DATA FOR THIS EXERCISE:
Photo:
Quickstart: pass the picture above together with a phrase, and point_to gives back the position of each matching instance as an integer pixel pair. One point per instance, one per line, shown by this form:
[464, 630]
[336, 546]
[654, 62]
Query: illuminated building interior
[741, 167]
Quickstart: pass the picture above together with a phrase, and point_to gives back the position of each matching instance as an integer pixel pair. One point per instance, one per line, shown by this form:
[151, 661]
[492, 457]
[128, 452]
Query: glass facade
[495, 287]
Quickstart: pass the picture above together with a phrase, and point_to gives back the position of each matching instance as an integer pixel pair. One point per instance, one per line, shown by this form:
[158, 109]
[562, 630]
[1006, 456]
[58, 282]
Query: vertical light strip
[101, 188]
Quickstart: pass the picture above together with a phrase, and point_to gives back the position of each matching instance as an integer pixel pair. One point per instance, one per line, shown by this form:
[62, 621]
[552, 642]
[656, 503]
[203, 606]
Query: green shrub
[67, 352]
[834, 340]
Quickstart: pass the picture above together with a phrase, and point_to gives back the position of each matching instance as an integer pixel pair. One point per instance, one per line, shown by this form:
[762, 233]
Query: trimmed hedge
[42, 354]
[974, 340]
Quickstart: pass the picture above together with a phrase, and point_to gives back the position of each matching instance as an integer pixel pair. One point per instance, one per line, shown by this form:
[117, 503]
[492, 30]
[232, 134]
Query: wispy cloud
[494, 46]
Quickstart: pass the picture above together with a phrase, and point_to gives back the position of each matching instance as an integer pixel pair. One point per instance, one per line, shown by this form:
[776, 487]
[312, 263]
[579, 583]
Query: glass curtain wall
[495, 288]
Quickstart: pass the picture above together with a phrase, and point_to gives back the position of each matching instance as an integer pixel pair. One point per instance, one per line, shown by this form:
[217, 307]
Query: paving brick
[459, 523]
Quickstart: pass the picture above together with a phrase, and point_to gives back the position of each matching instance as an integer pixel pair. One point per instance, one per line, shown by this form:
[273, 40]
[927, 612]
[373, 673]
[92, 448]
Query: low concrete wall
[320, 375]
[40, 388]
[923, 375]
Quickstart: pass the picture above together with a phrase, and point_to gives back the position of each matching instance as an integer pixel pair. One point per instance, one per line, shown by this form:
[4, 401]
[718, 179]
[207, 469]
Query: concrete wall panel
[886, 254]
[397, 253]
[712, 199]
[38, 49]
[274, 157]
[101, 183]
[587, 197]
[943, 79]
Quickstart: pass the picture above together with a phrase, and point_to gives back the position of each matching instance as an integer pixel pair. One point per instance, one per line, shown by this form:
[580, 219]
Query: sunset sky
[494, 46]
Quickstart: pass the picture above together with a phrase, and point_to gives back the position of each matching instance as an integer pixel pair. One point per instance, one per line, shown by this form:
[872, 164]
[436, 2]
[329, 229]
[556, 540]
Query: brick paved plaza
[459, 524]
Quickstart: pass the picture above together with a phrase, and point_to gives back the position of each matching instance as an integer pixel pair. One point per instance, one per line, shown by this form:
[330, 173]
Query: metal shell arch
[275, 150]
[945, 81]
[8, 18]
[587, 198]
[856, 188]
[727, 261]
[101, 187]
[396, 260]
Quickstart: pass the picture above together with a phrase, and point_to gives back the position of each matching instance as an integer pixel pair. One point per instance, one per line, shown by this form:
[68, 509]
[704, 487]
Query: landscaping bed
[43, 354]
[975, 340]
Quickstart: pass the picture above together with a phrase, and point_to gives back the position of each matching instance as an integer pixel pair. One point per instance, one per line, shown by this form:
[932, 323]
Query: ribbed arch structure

ASSIGNED TASK: What's required is that all of the material be returned exactly.

OUTPUT:
Photo:
Quickstart: pass the picture above together with a phrase, and point_to gives back the position of each matching instance as an integer pixel pair. One point per instance, one per line, shown by this form:
[464, 630]
[336, 546]
[654, 62]
Query: illuminated building interior
[741, 167]
Quickstart: pass the picture above together with a phrase, and point_to gives back the position of each matching instance as an integer pixel pair. One point per instance, one per line, shown by this form:
[151, 661]
[492, 457]
[128, 452]
Query: glass facade
[495, 287]
Quickstart: pass the picture above together with a phrase, and point_to gives back the position of each matching instance as an integer pixel pair. One point per instance, one per line, shown by this form:
[158, 109]
[562, 630]
[1006, 456]
[58, 282]
Query: vertical light strip
[101, 188]
Quickstart: pass the picture above together with a phrase, and point_to gives back the position of each matching instance as an integer pixel pair. One point per instance, one per line, shown by this form:
[62, 621]
[552, 642]
[656, 503]
[203, 606]
Query: green shrub
[67, 352]
[834, 340]
Quickstart: pass the picture above together with a phrase, and point_to gives back the position of each matching instance as an integer pixel pair. One point per instance, one per line, shown by this form:
[762, 233]
Query: trimmed hedge
[42, 354]
[974, 340]
Quickstart: pass the picture above together with a phrase, and point_to gives back the position of each matching instance as an integer pixel pair. One point per instance, one per line, shown by this form:
[117, 503]
[492, 30]
[232, 134]
Query: wispy cloud
[494, 46]
Quickstart: pass the picture above together with a phrase, and point_to gives back the position of each matching instance as an integer pixel pair. One point per instance, one per line, shown by this form:
[776, 487]
[312, 263]
[579, 583]
Query: glass curtain wall
[495, 288]
Quickstart: pass the picture above together with a phrase, and point_to gives back the position of each matching instance as an integer pixel pair. One point per instance, one per line, shown by this form:
[217, 307]
Query: paving brick
[459, 523]
Quickstart: pass the picture above together with a phrase, and point_to gives back the position of each matching instance as an integer pixel pair. One point per instance, one per line, shown by this form:
[273, 40]
[927, 612]
[373, 673]
[92, 448]
Query: low concrete wall
[320, 375]
[40, 388]
[923, 375]
Quickstart: pass the picture above together with a phrase, and point_to gives back the position of each matching instance as an integer pixel pair. One point per instance, one per line, shown by this form:
[4, 401]
[718, 179]
[207, 469]
Query: concrete wall panel
[886, 254]
[397, 253]
[712, 199]
[38, 49]
[274, 157]
[101, 183]
[587, 197]
[943, 79]
Quickstart: pass the picture above together with a phrase, and point_to gives back the position of each matching instance as an integer pixel pair. One point per instance, one per line, shown by this form:
[580, 219]
Query: sunset sky
[494, 46]
Quickstart: pass the picture above together with a phrase, and point_to gives back the position of each matching instance as an integer pixel pair. One point per instance, one per line, shown by this form:
[872, 164]
[436, 2]
[329, 229]
[556, 540]
Query: brick paved plaza
[459, 524]
Quickstart: pass the picture above together with a phrase, and point_to gives back the position of each matching instance as an integer pixel pair. One point per instance, one per line, shown by this form:
[330, 173]
Query: metal shell arch
[275, 150]
[945, 81]
[8, 18]
[587, 198]
[856, 188]
[727, 261]
[101, 187]
[396, 260]
Quickstart: pass the picture above together with a phrase, and point_to gives back the position of each matching instance as an integer pixel pair. One point per instance, one per line, shown by this form:
[68, 509]
[704, 487]
Query: landscaping bed
[43, 354]
[975, 340]
Quickstart: pass the picture above together with a phrase, and point_to gives back the position of each matching instance as an integer pixel pair. One point per instance, one per line, shown by this form:
[932, 323]
Query: ribbed arch structure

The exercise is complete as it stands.